Stakeholders in education must endeavour to support heads of second cycle schools to instil discipline in students in the various institutions.
This is to ensure that students churned out of the schools are well disciplined and ready to lead wherever they find themselves.
The President of the Foundation for Generational Thinkers (FOGET), Prosper Afetsi, who said this, noted that instilling discipline in students was critical to their development and having a moral society, hence the need to give heads all the support to whip students in line.
He, therefore, said parents, guardians, parent-teacher-association, religious institutions as well as community and opinion leaders must support school authorities to correct their children and bring them to order.
Responding to the recent issue in which the Assistant Headmaster of the Presbyterian Senior High School, Nkwatia, assaulted a student, he said the issue should not be generalised to the extent that other teachers might relax, thereby leading to the breakdown of discipline.
“This case is an isolated one and we are not condoning the action of the assistant headmaster.
We totally condemn it and that the head should take full responsibility for his action and it is good that the Ghana Education Service has stepped into the matter,” he said.
Mr Afetsi said his position was that there was so much indiscipline in the society and among students and so it would be in order to support heads to deal with the problem, adding that parents too had the responsibility to ensure that their children adhered to the rules and regulations of schools.
“So we need the heads and teachers to curb indiscipline in the system.
If we crucify heads because of an isolated case, others might relax and then affect the system,” he said.
“I am not saying what the teacher did is right and that he should be left to go scot-free.
But I am saying that there are acts of indiscipline among students that must be dealt with before they got out of hands.
For instance, you see final year students refusing to eat school meals and breaking bounds because they are going to leave the school”.
Regarding the Presbyterian SHS case, he said the extent to which the student was handled was totally wrong and uncalled for and that the head should not have used anger to punish her.
“The reason for punishment is to correct and not to assault the person,” he said, adding that school heads must also be measured in the level of punishment they give to students.
He said any punishment meted out to students must be within the rules and regulations of the GES and nothing else.
The GES, in a statement, criticised the reported assault of the student by the Assistant Headmaster (Academics) of Presbyterian SHS, Nkwatia.
Photographs and videos of the student's bruised face have been widely circulated on social media generating widespread outrage.
The GES denounced the assistant headmaster's actions, adding that it had taken decisive action by relieving him of his duties.
Simultaneously, it said the student was being provided with necessary medical attention and counselling.
The GES also confirmed that the Eastern Regional Director of Education was collaborating with the school administration and the relevant law enforcement agency to initiate a thorough investigation into the incident.
Assuring the public of its commitment to fostering a secure and conducive learning environment for students nationwide, the GES has expressed its dedication to upholding these standards.

**WORK REQUEST A:**
In the article on school discipline, why does Prosper Afetsi say the Nkwatia assault case should not be generalized? Answer in one to three sentences.
**WORK REQUEST B:**
According to the article on school discipline, what did the GES do about the assistant headmaster?
**WORK REQUEST C:**
Reproduce the passage of the article on school discipline from "He, therefore, said" up to and including "them to order.".

**PROVIDED INFORMATION:**
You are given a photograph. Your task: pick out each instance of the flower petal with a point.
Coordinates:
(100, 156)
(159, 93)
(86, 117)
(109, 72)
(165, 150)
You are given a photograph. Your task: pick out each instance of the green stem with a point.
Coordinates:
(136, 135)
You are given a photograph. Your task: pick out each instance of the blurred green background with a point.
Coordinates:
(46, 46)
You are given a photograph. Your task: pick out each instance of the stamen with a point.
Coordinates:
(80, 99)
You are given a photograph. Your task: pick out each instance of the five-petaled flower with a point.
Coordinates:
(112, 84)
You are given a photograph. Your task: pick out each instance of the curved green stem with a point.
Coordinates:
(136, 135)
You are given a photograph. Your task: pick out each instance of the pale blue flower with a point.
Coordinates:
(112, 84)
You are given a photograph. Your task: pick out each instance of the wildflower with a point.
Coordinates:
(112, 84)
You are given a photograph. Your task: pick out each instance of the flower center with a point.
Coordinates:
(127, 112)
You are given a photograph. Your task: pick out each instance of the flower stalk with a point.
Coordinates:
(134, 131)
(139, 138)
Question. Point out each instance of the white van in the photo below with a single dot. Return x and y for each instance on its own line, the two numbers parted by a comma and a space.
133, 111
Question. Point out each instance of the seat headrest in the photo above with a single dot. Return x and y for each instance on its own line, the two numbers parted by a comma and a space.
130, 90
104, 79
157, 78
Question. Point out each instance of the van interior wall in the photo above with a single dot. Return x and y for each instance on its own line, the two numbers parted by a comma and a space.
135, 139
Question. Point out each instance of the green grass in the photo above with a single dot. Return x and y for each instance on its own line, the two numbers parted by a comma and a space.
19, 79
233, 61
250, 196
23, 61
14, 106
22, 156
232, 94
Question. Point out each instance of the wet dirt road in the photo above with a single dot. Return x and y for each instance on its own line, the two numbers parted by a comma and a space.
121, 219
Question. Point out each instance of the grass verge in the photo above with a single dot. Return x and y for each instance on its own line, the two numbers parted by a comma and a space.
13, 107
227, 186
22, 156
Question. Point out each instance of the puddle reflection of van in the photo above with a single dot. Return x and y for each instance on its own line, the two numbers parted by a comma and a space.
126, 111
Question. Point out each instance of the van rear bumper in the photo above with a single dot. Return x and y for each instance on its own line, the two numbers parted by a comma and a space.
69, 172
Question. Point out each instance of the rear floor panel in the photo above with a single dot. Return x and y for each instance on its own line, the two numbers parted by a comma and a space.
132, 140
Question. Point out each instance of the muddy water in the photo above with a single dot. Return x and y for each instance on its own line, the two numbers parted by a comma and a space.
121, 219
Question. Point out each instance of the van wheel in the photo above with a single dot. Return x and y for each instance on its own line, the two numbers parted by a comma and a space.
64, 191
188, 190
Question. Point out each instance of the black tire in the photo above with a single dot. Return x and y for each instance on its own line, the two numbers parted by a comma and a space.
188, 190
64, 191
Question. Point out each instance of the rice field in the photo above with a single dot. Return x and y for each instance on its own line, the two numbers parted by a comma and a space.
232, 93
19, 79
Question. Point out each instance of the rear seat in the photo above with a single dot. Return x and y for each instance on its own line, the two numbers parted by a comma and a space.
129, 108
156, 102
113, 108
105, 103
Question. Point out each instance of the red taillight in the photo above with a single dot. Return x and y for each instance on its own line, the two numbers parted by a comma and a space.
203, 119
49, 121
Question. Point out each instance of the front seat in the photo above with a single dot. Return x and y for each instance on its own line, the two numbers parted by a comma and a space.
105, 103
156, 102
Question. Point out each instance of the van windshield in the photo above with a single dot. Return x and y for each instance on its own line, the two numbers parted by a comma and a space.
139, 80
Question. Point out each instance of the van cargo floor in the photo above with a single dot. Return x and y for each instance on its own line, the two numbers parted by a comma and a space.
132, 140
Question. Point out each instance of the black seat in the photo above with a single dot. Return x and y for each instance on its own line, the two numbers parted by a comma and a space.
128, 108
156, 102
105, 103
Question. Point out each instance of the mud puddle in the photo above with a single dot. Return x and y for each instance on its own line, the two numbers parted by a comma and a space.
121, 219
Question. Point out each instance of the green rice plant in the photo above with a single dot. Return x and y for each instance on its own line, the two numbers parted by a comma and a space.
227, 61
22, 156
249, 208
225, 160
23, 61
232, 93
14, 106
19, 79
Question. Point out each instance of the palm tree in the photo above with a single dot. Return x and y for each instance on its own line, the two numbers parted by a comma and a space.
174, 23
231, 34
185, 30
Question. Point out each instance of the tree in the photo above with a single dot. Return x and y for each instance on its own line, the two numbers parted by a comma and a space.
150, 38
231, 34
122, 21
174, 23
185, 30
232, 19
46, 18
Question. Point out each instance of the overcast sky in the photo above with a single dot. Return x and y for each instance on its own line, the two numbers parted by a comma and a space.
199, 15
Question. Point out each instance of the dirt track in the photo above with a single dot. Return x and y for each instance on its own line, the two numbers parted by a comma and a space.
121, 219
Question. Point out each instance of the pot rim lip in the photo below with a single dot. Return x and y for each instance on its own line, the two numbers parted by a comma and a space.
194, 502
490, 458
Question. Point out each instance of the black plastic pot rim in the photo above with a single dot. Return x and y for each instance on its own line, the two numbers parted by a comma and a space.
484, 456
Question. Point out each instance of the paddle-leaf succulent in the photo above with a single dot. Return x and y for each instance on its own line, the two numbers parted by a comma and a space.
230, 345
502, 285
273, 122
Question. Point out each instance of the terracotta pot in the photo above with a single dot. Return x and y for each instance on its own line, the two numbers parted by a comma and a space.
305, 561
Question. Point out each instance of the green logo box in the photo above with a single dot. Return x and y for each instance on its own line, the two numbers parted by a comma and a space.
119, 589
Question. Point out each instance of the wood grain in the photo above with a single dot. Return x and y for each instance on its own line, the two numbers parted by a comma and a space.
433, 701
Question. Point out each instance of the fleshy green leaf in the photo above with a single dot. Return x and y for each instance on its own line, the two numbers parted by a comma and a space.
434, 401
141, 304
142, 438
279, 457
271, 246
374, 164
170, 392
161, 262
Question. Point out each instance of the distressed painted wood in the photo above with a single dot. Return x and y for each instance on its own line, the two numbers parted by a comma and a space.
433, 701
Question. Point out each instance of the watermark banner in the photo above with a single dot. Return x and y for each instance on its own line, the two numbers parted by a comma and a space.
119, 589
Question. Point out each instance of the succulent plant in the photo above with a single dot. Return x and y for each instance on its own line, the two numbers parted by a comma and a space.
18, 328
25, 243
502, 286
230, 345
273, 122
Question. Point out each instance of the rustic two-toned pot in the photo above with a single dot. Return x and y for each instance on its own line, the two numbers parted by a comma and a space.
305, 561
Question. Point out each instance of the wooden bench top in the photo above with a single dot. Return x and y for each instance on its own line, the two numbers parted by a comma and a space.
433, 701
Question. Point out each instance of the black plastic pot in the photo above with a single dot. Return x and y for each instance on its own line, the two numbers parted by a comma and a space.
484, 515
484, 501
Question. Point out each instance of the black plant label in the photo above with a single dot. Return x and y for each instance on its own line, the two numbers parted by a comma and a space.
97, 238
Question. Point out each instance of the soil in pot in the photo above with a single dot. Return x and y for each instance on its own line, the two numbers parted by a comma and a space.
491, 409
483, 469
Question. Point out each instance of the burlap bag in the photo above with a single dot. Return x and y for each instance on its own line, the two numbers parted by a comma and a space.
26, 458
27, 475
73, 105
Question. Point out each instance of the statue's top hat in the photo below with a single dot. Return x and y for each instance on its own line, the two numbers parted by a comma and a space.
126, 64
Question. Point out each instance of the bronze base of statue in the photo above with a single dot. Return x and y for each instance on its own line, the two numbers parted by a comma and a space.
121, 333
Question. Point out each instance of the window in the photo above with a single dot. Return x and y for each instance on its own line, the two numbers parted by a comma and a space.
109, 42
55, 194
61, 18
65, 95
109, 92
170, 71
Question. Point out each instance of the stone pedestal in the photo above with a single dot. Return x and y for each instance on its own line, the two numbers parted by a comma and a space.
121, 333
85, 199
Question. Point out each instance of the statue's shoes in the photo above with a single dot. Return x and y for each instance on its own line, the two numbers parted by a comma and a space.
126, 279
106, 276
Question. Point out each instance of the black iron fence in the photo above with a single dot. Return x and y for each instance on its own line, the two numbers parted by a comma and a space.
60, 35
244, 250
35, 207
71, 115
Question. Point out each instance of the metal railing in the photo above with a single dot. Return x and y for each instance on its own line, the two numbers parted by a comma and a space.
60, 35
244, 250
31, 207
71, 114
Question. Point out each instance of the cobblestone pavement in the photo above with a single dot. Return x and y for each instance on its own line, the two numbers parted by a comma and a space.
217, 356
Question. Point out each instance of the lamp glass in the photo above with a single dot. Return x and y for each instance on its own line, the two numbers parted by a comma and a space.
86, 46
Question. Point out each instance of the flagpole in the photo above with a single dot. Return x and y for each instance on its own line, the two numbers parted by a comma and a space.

**EXERCISE ANSWER A:**
He warns that generalizing the case could make other teachers relax, which would lead to a breakdown of discipline. He also says that if heads are crucified over an isolated case, others might relax and the system would suffer.

**EXERCISE ANSWER B:**
The GES relieved him of his duties.

**EXERCISE ANSWER C:**
He, therefore, said parents, guardians, parent-teacher-association, religious institutions as well as community and opinion leaders must support school authorities to correct their children and bring them to order.